* REQUIRED ACTIONS:
[1] How would you render this sentence from the article on flying with instruments in Spanish: "Airline company policies are designed for the average traveller, not musicians with instruments."?
[2] Can you resume the article on flying with instruments, picking up right after its final line?

* QUOTED PASSAGE:
# # # # # # #

Tips For Flying With A Saxophone Or Other Musical Instrument

Flying with instruments in the era of the sacred overhead bin

Travelling with an instrument

Travelling on airplanes with musical instruments can be a challenging situation if you're not prepared. Airline company policies are designed for the average traveller, not musicians with instruments. Fusion Bags decided to talk to a life-long road musician/bandleader who has become an expert in travelling with instruments on airplanes, saxophonist Deanna Bogart.

She's a true road warrior having logged thousands of miles over the past 35 years.  She shares some tips that may be helpful whether you're a pro or part-timer, regardless of what instrument you play. She travels so much, both days we talked with her she was at an airport flying to gig.

Q: What are your major challenges when travelling by air with your instrument?

# # # # # # #

* Records of labeled points:
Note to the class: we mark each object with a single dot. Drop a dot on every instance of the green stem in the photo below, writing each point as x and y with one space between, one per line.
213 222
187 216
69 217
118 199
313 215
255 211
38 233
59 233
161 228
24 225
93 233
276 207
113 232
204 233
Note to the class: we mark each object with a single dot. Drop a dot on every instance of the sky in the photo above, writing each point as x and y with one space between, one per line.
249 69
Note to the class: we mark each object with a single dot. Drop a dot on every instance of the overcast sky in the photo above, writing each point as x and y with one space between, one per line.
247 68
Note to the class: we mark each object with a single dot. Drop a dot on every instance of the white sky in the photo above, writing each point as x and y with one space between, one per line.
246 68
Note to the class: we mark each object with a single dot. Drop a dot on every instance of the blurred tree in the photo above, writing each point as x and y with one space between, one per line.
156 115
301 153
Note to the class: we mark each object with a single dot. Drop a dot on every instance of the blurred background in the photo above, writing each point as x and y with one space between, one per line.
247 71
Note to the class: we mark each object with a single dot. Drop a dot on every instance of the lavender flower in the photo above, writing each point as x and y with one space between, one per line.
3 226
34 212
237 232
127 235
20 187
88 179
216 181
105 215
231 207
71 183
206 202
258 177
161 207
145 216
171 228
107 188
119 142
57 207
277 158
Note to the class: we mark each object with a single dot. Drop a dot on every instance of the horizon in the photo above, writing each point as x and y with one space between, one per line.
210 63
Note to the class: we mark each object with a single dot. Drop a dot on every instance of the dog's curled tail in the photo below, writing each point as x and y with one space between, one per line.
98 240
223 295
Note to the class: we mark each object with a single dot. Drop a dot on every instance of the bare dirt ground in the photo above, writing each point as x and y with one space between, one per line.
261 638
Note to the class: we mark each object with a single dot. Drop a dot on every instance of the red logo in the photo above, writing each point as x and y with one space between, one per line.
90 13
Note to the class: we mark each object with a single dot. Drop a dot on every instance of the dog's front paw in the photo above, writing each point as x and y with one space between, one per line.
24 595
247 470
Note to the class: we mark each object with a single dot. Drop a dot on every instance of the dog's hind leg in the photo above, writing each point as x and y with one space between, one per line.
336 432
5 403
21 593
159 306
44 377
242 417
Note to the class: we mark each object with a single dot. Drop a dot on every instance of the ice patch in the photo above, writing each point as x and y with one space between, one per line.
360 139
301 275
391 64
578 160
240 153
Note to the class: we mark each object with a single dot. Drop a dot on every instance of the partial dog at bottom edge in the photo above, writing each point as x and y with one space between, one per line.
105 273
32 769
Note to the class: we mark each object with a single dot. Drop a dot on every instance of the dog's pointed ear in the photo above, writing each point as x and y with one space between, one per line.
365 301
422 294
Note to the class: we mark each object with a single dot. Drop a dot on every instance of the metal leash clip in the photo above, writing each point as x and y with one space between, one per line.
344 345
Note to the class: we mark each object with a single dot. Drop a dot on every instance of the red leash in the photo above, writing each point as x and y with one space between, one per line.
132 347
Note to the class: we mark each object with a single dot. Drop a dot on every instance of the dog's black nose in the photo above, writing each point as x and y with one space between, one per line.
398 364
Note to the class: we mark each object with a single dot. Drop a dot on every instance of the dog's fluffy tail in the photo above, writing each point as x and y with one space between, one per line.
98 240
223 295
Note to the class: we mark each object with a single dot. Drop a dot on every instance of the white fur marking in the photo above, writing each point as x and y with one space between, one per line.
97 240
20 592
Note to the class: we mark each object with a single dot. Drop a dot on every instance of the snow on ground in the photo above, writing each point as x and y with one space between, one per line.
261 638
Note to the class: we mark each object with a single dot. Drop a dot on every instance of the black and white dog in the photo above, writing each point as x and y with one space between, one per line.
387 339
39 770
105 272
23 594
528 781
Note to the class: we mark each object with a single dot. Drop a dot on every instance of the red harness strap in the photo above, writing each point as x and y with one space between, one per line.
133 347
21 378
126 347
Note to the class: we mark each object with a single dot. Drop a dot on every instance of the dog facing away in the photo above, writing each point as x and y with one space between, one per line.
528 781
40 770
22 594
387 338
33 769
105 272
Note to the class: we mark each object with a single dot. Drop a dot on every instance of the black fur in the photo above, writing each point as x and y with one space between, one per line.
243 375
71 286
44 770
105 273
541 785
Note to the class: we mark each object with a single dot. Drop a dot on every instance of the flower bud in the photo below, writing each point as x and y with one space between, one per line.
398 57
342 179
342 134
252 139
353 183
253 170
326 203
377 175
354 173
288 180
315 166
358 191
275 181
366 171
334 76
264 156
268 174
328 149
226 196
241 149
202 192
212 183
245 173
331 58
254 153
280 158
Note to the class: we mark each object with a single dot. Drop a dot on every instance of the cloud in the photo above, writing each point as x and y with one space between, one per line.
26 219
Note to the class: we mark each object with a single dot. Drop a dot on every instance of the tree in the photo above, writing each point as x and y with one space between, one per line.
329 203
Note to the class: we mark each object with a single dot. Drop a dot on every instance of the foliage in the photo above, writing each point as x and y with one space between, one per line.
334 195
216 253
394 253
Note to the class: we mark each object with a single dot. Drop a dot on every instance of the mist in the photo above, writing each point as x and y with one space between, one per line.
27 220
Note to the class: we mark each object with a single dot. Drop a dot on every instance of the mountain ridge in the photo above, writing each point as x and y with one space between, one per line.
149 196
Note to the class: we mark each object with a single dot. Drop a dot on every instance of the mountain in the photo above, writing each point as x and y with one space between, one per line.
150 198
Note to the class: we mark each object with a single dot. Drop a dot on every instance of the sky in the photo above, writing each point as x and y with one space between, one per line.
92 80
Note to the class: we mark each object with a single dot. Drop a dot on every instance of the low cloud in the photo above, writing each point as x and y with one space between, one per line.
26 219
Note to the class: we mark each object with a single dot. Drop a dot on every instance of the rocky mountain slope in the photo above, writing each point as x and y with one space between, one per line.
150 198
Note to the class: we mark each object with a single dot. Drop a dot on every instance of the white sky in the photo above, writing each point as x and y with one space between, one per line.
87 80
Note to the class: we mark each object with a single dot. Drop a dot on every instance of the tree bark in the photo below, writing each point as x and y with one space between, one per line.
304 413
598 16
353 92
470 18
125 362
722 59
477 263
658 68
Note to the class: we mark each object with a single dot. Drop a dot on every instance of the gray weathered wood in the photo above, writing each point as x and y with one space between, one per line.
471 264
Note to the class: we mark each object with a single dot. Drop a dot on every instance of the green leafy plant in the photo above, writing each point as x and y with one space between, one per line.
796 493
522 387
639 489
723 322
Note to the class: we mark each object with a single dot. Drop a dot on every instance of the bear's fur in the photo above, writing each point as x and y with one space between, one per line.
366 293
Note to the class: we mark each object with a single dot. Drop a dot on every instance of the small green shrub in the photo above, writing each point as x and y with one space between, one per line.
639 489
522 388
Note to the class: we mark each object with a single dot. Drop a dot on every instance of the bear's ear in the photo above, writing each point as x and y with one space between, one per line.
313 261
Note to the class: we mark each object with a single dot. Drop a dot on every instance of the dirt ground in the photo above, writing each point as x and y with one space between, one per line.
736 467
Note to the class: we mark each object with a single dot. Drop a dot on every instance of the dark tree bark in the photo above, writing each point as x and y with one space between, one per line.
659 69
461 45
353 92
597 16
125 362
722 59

# # # # # # #

* ANSWERS TO THE EXERCISES:
[1] Las políticas de las compañías aéreas están diseñadas para el viajero promedio, no para músicos con instrumentos.

[2]
I've been travelling domestically and internationally for over thirty years. Overall, airlines are less musician-friendly these days than they used to be and commuters are trying to cram more and more stuff into the overhead bins to avoid the extra baggage check-in fees. 

The days of the airplane closet are gone (except on some international flights) where many a horn, guitar etc., would fly happily amongst the first class garment bags. The sizes of the bins vary greatly from airplane to airplane so there's no consistency in the sizes of the overhead storage space. On top of that, airlines are trying to fill the seats with smaller planes and offer less space.   

Q: What are some things you can recommend to musicians travelling with their instruments?
 First off, the less bulky and more streamlined your case is the better. And what the case is made of - or reinforced with - needs to be protective but forgiving so as to allow other people's items to have some wiggle room for their luggage to slide against it or on top of it. If you bring a large flight case your less likely to find an open bin unless you are one of the first people on the plane. Even then, when gate agents see a large case they usually insist on hand-checking. 

Ask yourself, are there some things I can take out of the pockets and put in my carry-on bag to make my case more streamlined? A bulky pocket on the outside sometimes tips the balance of you getting your instrument on the plane. You wouldn't think so, but even the illusion of a large bulky object can make a gate agent rigid - to say the least.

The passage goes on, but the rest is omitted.